**Exercises**
a) From the rabies post, reproduce the passage starting with "Rabies is a" and going on through "to be assessed.".
b) According to the rabies post, what did the owner first give the sick dog as a local cure for suspected poisoning?

**Selected excerpt**
Rabies is a disease that’s met with an interesting mix of inherent fear and dismissiveness in most developed countries, where canine rabies has been eradicated. It’s also a disease that’s often poorly understood in areas where it causes large numbers of deaths. As an almost completely preventable disease (with proper post-exposure treatment), and one for which we have highly effective vaccines (for people and animals), barriers to accessing these critical prevention tools need to be assessed.

Like a lot of things in infectious diseases, the science is (relatively) easy.  Application of the science is another story.

As we recognize World Rabies Day, here’s a post from Dr. Philip Mshelbwala, a colleague and collaborator from Nigeria who is currently studying rabies at the University of Queensland.

Why we need to boost community knowledge in rabies endemic countries

Over 59, 000 people die due to rabies each year, the vast majority in Africa and Asia, where the domestic dog is the major culprit. The World Health Organization (WHO) and other partner organizations have targeted the year 2030 for elimination of dog-mediated rabies. In order to achieve this aim, people in endemic countries need to know how to recognise the disease and report it to appropriate authorities for effective action as well as discourage practices that may hamper its control. 

This is just one example of barriers that are present.

In June, a dog was presented to a private veterinary hospital in Umuahia, Abia State, Nigeria as a suspected case of rabies. The dog was bitten by a stray dog on the foreleg some weeks back. The dog had been vaccinated against typical canine diseases but not rabies.  It had a clearly identified risk factor for rabies and had clinical signs consistent with rabies… anorexia, drooling, loss of tongue tone… but the owner treated it initially with coconut water as a local cure for suspected poisoning.  As the dog deteriorated, veterinary care was sought and the veterinarian immediately suspected rabies. The owner was informed and the dog was taken home.

The veterinarian contacted the state epidemiologist and senior colleagues for guidance. However, by the time the owner was reached the next day, the dog had been slaughtered and eaten. Testing could not be performed but rabies was most likely.

This case highlights one of the many challenges of rabies control in developing countries.  The mere attack by a stray dog should have pointed his attention to rabies in an endemic area, leading to prompt isolation of the dog and investigation of the need for post-exposure treatment of human contacts. Too often, case reports like this are prompted after a human death, such as a bite to children in the household or someone caring for the sick dog. Fortunately, that was not the case here, but that was more related to luck rather than any measures taken to prevent rabies in the exposed household.

Data pulled from a collection
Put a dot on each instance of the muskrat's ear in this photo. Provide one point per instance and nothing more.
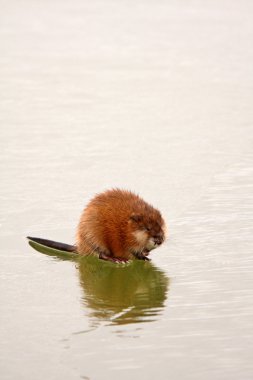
(136, 217)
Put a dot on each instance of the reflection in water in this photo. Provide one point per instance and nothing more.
(122, 294)
(117, 294)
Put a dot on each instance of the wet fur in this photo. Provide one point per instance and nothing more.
(118, 225)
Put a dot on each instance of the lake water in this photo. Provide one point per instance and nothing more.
(153, 96)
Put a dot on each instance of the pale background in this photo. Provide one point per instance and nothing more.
(153, 96)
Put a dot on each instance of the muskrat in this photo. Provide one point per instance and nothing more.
(117, 225)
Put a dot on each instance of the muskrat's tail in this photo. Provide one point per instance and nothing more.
(53, 244)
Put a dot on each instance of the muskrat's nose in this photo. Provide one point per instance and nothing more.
(158, 240)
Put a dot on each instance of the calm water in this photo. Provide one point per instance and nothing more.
(152, 96)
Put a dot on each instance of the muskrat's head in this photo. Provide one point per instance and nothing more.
(148, 229)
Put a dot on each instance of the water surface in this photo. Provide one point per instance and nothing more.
(151, 96)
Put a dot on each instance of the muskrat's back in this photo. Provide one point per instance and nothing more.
(117, 224)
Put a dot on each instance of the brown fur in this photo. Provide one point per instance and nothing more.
(118, 224)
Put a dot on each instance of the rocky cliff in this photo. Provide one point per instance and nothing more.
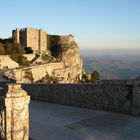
(67, 67)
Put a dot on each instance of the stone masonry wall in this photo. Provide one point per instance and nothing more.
(14, 113)
(111, 97)
(7, 62)
(31, 37)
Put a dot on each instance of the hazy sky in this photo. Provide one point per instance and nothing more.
(95, 23)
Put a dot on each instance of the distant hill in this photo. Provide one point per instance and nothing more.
(114, 66)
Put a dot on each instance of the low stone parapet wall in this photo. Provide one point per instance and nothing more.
(122, 97)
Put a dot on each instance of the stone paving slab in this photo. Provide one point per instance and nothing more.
(58, 122)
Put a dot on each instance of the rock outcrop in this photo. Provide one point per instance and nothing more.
(67, 68)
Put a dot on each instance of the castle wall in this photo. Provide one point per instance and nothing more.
(110, 97)
(31, 37)
(38, 71)
(7, 62)
(14, 113)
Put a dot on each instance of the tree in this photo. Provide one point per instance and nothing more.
(2, 50)
(28, 50)
(8, 48)
(29, 76)
(20, 59)
(86, 77)
(95, 77)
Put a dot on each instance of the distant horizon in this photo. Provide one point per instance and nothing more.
(94, 23)
(109, 51)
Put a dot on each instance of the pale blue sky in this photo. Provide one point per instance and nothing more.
(95, 23)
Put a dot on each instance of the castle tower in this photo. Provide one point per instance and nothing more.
(15, 35)
(30, 37)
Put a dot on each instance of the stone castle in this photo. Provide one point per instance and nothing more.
(31, 37)
(37, 39)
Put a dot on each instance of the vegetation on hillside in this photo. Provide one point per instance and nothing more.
(94, 77)
(28, 76)
(8, 47)
(47, 79)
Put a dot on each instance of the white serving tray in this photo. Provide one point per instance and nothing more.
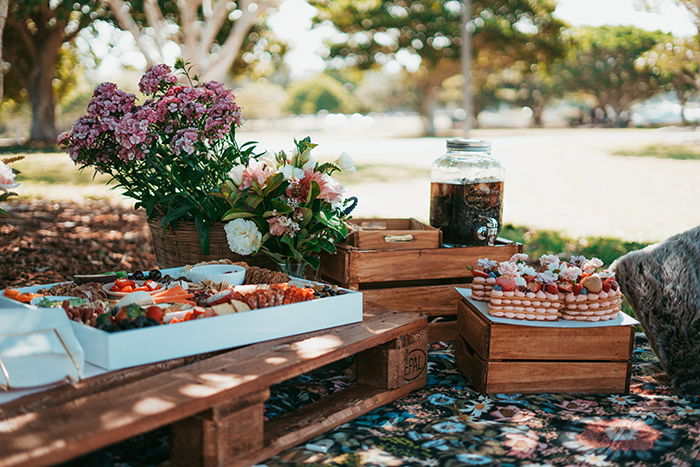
(113, 351)
(622, 319)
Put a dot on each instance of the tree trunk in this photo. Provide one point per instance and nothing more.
(682, 100)
(40, 90)
(3, 16)
(427, 107)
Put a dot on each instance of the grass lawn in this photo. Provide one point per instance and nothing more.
(677, 151)
(54, 168)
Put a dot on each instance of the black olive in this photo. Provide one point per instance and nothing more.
(155, 274)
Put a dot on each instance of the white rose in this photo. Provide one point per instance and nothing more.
(345, 163)
(289, 171)
(268, 159)
(236, 174)
(310, 164)
(243, 236)
(591, 265)
(546, 260)
(506, 268)
(486, 263)
(571, 274)
(7, 177)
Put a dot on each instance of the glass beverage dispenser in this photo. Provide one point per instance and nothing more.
(466, 193)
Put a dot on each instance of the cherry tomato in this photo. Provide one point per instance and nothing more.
(121, 283)
(155, 313)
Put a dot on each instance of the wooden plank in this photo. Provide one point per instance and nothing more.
(221, 435)
(558, 377)
(395, 363)
(608, 343)
(292, 429)
(435, 263)
(474, 328)
(88, 423)
(472, 367)
(442, 331)
(432, 300)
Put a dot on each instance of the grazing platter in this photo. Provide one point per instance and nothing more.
(140, 318)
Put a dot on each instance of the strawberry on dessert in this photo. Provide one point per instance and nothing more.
(484, 273)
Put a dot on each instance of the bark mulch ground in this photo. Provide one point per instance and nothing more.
(44, 242)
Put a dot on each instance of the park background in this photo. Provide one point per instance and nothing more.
(591, 106)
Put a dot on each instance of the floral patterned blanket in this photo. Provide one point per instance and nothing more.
(448, 423)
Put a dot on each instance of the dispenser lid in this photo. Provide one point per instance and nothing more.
(472, 145)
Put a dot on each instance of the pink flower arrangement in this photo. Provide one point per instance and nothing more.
(169, 152)
(298, 206)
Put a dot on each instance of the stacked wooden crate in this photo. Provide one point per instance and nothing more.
(402, 266)
(509, 358)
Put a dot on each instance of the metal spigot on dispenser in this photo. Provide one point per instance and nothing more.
(466, 194)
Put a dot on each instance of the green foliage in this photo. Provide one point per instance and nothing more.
(378, 31)
(319, 93)
(602, 62)
(296, 218)
(677, 62)
(678, 152)
(540, 242)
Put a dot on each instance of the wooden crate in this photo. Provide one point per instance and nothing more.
(506, 358)
(416, 280)
(393, 234)
(215, 403)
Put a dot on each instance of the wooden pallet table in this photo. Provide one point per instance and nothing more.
(507, 358)
(414, 280)
(215, 403)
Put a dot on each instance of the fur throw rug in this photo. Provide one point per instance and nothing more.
(662, 283)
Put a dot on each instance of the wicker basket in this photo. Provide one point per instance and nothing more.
(181, 246)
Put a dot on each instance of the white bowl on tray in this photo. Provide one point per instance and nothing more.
(56, 301)
(228, 273)
(112, 294)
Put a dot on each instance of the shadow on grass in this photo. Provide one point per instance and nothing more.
(21, 149)
(678, 152)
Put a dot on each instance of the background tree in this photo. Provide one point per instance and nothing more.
(319, 93)
(378, 31)
(530, 85)
(678, 63)
(210, 33)
(602, 63)
(4, 5)
(38, 29)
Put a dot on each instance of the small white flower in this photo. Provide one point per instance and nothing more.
(310, 164)
(289, 172)
(546, 277)
(506, 268)
(546, 260)
(243, 236)
(236, 174)
(487, 263)
(268, 159)
(591, 265)
(519, 257)
(571, 273)
(345, 163)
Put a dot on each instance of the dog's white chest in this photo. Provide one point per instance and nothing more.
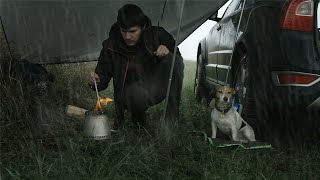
(224, 121)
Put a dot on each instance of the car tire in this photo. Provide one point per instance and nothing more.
(199, 80)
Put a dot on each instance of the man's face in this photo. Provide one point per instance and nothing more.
(132, 35)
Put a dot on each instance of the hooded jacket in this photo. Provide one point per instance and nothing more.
(114, 58)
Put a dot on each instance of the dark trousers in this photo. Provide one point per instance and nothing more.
(142, 94)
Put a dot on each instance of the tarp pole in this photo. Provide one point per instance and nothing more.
(173, 62)
(7, 42)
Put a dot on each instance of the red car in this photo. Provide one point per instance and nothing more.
(269, 51)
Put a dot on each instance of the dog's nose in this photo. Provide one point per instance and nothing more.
(225, 99)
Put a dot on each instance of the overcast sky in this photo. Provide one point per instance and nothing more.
(188, 47)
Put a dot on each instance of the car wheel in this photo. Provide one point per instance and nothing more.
(199, 81)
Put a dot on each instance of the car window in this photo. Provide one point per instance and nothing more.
(234, 5)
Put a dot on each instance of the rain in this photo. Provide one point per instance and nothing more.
(48, 49)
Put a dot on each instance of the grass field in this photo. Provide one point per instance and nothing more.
(59, 150)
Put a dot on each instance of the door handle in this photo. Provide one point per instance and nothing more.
(219, 28)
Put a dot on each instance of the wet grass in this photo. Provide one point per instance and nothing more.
(58, 149)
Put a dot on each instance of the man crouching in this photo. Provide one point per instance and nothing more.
(138, 57)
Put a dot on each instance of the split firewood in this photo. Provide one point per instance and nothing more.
(75, 111)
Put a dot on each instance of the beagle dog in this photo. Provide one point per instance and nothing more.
(227, 119)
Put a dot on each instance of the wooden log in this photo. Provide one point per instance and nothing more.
(75, 111)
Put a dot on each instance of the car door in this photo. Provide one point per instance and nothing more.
(228, 25)
(213, 47)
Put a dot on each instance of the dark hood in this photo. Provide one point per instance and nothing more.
(115, 28)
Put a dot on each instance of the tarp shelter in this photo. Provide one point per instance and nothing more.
(62, 31)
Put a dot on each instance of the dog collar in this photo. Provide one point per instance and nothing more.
(224, 110)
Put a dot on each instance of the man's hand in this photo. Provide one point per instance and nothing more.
(93, 76)
(161, 51)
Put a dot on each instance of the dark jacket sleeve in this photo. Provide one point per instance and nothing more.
(104, 67)
(166, 39)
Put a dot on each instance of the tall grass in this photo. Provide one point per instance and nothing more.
(38, 141)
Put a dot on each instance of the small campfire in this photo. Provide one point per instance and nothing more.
(101, 101)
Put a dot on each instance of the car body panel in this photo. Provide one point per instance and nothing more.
(269, 48)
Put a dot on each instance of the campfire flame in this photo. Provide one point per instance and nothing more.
(101, 100)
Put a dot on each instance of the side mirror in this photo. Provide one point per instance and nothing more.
(215, 17)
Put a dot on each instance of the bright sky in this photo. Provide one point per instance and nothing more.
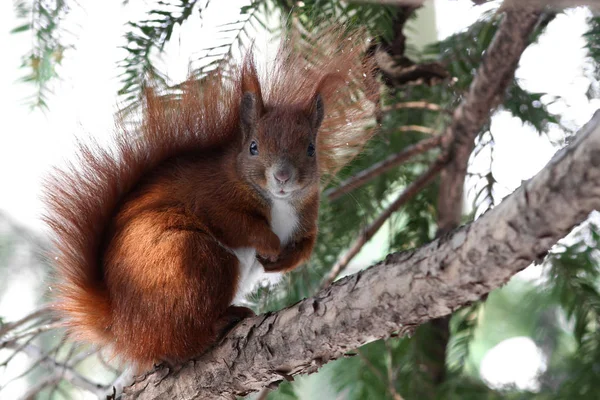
(84, 102)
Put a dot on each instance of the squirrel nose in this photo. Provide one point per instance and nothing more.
(282, 175)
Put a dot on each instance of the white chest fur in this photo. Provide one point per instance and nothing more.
(284, 222)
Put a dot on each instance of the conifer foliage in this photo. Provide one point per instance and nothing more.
(389, 195)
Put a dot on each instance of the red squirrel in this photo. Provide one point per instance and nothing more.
(159, 238)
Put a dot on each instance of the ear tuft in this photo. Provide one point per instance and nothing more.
(249, 111)
(316, 111)
(251, 105)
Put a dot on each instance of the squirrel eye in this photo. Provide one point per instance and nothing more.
(253, 148)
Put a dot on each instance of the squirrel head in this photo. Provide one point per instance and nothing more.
(278, 152)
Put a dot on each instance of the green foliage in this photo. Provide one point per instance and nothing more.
(561, 315)
(150, 35)
(42, 20)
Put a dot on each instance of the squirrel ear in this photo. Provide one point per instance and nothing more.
(316, 111)
(251, 109)
(251, 105)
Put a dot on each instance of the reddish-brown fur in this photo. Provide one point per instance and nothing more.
(143, 232)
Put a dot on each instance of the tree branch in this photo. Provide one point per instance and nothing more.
(398, 294)
(368, 232)
(379, 168)
(485, 94)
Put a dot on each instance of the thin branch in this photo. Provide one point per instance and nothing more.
(34, 390)
(417, 128)
(383, 166)
(66, 372)
(409, 192)
(413, 104)
(485, 94)
(398, 294)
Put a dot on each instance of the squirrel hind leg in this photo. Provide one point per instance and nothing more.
(233, 315)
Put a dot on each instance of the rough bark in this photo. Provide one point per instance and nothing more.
(484, 95)
(398, 294)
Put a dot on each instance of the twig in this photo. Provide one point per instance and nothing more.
(417, 128)
(485, 94)
(396, 295)
(263, 394)
(377, 169)
(67, 372)
(413, 104)
(33, 391)
(415, 187)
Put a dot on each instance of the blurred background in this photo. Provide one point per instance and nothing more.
(68, 66)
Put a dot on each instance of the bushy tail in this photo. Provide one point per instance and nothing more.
(82, 199)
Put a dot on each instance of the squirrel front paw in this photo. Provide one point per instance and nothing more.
(264, 259)
(269, 248)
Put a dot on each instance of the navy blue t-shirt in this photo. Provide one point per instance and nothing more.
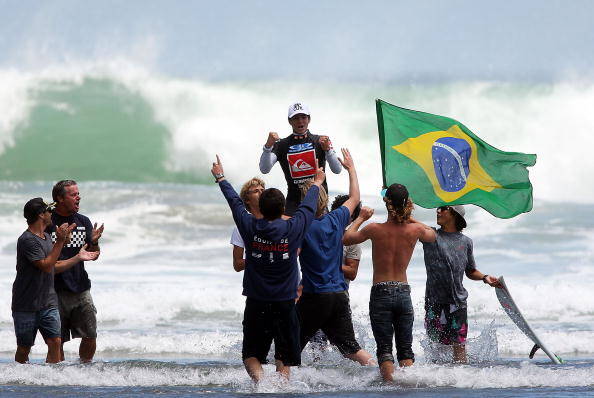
(321, 253)
(271, 272)
(74, 279)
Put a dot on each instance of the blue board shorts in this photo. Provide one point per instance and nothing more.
(27, 323)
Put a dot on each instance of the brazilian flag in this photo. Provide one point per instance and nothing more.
(441, 162)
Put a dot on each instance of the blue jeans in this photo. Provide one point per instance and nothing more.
(392, 316)
(26, 324)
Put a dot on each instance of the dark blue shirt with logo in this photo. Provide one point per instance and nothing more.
(321, 253)
(271, 271)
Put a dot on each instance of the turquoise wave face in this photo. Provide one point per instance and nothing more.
(96, 130)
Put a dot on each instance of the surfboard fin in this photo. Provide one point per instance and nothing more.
(533, 351)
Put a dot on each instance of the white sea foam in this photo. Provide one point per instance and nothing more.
(304, 379)
(204, 118)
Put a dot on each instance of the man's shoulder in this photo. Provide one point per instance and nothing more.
(26, 236)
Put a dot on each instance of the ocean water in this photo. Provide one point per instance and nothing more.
(169, 303)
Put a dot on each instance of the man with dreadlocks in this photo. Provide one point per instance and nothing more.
(390, 305)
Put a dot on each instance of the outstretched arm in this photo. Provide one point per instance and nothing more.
(238, 260)
(268, 158)
(331, 157)
(427, 234)
(354, 194)
(82, 255)
(352, 234)
(477, 275)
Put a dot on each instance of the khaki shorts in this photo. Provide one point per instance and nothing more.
(78, 315)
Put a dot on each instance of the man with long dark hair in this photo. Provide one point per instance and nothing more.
(447, 259)
(390, 305)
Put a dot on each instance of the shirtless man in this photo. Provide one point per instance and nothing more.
(390, 305)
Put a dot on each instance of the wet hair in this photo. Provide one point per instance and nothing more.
(339, 201)
(272, 204)
(399, 214)
(322, 197)
(460, 223)
(243, 194)
(59, 190)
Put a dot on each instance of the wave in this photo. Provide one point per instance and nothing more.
(121, 122)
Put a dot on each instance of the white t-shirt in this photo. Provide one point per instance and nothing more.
(236, 238)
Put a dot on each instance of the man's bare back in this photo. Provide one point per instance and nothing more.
(392, 244)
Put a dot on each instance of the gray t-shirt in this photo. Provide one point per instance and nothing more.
(33, 289)
(446, 260)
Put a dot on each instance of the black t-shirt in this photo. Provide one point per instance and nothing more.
(33, 289)
(297, 157)
(74, 279)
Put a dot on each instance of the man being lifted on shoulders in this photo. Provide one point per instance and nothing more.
(390, 305)
(298, 154)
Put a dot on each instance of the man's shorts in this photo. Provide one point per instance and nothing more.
(392, 315)
(78, 315)
(330, 312)
(446, 327)
(265, 321)
(26, 324)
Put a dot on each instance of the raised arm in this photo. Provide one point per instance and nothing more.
(268, 158)
(62, 236)
(238, 260)
(354, 194)
(240, 214)
(352, 234)
(331, 157)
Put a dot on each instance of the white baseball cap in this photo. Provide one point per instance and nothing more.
(297, 108)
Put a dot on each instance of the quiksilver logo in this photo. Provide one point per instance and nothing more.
(301, 165)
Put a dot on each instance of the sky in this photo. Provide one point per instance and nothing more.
(318, 40)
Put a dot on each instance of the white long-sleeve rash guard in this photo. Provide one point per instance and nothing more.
(268, 159)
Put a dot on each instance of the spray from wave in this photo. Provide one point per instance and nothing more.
(120, 122)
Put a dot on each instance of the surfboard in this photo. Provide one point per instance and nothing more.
(512, 310)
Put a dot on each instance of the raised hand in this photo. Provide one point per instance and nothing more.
(96, 234)
(365, 213)
(492, 281)
(84, 255)
(320, 176)
(272, 138)
(347, 160)
(217, 169)
(325, 143)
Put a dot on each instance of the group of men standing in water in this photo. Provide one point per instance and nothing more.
(51, 291)
(274, 231)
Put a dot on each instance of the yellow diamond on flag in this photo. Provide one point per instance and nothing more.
(449, 159)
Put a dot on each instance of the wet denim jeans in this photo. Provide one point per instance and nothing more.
(392, 315)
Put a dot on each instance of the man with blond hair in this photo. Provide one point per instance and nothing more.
(250, 195)
(390, 305)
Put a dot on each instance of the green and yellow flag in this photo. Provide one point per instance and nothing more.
(441, 163)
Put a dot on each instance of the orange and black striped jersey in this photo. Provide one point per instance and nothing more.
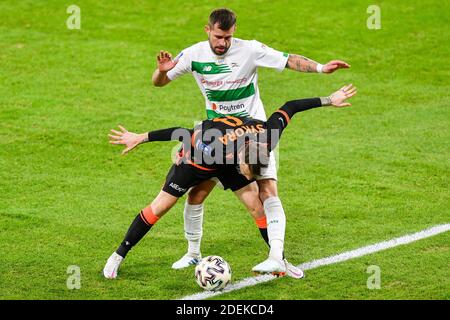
(217, 141)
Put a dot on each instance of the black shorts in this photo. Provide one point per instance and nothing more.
(183, 176)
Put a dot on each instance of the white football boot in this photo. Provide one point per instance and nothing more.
(112, 266)
(271, 265)
(186, 261)
(293, 271)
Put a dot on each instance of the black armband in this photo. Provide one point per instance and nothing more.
(294, 106)
(165, 134)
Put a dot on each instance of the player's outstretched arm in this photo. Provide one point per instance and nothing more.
(131, 140)
(280, 118)
(165, 64)
(303, 64)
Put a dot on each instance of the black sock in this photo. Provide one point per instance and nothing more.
(265, 236)
(136, 232)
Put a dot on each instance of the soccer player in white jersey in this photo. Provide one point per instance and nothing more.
(225, 69)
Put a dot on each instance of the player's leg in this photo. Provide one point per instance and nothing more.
(141, 224)
(276, 221)
(193, 222)
(179, 179)
(249, 196)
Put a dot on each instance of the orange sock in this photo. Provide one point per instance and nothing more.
(148, 216)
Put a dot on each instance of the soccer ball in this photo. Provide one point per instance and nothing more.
(213, 273)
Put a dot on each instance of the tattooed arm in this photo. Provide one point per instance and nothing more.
(303, 64)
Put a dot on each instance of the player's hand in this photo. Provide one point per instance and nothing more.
(338, 98)
(129, 139)
(334, 65)
(165, 62)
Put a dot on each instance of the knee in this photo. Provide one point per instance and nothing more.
(199, 193)
(267, 189)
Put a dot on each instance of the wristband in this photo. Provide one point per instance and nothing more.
(319, 68)
(325, 101)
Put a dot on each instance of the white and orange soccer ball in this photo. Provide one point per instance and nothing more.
(213, 273)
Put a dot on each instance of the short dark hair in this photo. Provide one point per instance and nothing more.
(224, 17)
(256, 155)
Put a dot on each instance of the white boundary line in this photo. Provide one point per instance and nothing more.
(252, 281)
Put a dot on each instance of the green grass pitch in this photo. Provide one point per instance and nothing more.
(347, 178)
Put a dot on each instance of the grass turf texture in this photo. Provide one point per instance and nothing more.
(348, 178)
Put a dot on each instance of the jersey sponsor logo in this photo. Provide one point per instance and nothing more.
(237, 81)
(231, 107)
(232, 94)
(177, 187)
(232, 135)
(212, 83)
(209, 67)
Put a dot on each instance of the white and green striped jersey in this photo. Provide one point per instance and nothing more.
(229, 82)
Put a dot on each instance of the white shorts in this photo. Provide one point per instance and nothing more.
(270, 172)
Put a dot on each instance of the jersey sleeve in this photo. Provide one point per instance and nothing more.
(267, 57)
(182, 67)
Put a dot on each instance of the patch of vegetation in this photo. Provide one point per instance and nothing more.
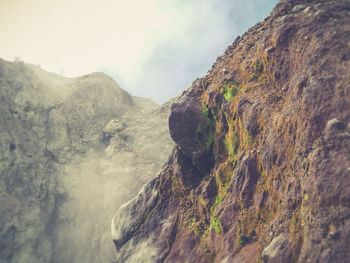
(246, 238)
(215, 224)
(210, 130)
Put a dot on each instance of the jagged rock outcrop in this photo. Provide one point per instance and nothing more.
(260, 172)
(72, 151)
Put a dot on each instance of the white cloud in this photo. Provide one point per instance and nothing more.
(153, 48)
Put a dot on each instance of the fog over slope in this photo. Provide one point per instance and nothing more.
(72, 151)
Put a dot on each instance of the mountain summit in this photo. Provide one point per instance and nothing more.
(260, 170)
(72, 150)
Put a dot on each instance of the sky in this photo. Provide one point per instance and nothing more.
(152, 48)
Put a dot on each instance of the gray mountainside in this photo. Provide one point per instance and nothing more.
(72, 150)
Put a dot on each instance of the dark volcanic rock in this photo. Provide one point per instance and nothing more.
(65, 166)
(275, 124)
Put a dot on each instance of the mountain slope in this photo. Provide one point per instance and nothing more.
(260, 172)
(63, 168)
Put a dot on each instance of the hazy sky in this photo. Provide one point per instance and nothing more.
(152, 48)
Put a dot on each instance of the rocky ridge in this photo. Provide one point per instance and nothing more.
(260, 171)
(72, 151)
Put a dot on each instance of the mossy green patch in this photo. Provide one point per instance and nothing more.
(215, 224)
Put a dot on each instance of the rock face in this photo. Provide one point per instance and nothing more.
(260, 172)
(72, 151)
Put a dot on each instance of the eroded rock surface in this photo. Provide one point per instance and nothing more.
(261, 170)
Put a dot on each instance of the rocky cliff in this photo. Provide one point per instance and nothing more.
(72, 151)
(260, 171)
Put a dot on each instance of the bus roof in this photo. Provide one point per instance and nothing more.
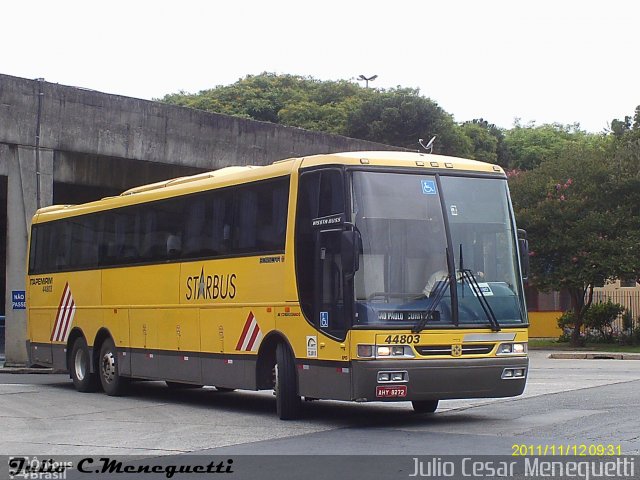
(228, 176)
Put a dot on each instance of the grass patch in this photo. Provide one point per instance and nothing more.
(550, 344)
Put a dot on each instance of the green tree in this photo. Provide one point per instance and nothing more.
(527, 147)
(486, 138)
(401, 117)
(582, 226)
(398, 117)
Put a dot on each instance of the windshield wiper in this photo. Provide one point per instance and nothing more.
(475, 287)
(484, 303)
(437, 296)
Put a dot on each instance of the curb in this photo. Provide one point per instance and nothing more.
(23, 370)
(594, 356)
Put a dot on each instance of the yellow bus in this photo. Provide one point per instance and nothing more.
(362, 276)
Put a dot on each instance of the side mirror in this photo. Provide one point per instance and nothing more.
(350, 252)
(523, 247)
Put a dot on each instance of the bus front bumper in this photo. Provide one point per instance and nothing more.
(439, 379)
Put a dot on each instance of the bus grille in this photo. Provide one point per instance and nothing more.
(475, 349)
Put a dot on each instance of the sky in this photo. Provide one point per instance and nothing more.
(541, 61)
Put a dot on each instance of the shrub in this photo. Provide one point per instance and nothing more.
(600, 316)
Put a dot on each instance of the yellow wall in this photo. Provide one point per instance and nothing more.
(544, 324)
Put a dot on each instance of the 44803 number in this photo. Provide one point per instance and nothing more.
(402, 339)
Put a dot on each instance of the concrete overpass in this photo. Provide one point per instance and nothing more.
(61, 144)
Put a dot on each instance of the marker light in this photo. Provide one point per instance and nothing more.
(365, 351)
(512, 349)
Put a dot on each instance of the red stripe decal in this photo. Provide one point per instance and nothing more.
(247, 324)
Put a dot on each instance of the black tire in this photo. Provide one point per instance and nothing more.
(80, 367)
(112, 383)
(288, 403)
(425, 406)
(181, 386)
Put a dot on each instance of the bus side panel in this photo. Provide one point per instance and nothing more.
(231, 338)
(322, 362)
(179, 345)
(40, 335)
(116, 320)
(143, 334)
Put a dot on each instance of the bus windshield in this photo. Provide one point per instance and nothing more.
(418, 231)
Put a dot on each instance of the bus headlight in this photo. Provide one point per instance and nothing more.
(512, 348)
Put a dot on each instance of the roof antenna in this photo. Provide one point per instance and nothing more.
(429, 146)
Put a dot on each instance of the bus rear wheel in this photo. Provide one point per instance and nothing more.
(288, 403)
(80, 367)
(112, 383)
(424, 406)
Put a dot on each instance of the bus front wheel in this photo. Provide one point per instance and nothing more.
(112, 383)
(288, 403)
(425, 406)
(80, 367)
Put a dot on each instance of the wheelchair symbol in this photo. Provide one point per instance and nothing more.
(429, 187)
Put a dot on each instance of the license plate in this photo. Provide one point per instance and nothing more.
(391, 391)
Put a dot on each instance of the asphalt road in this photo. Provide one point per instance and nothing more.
(567, 402)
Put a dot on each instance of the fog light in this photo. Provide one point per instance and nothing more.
(365, 351)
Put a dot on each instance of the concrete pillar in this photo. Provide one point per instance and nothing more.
(22, 192)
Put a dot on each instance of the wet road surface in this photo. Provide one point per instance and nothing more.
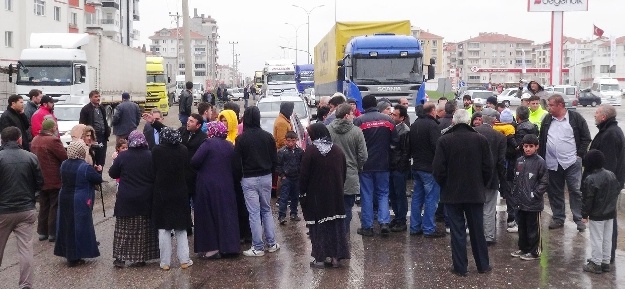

**Solutions in order**
a)
Rabies is a disease that’s met with an interesting mix of inherent fear and dismissiveness in most developed countries, where canine rabies has been eradicated. It’s also a disease that’s often poorly understood in areas where it causes large numbers of deaths. As an almost completely preventable disease (with proper post-exposure treatment), and one for which we have highly effective vaccines (for people and animals), barriers to accessing these critical prevention tools need to be assessed.

b) Coconut water.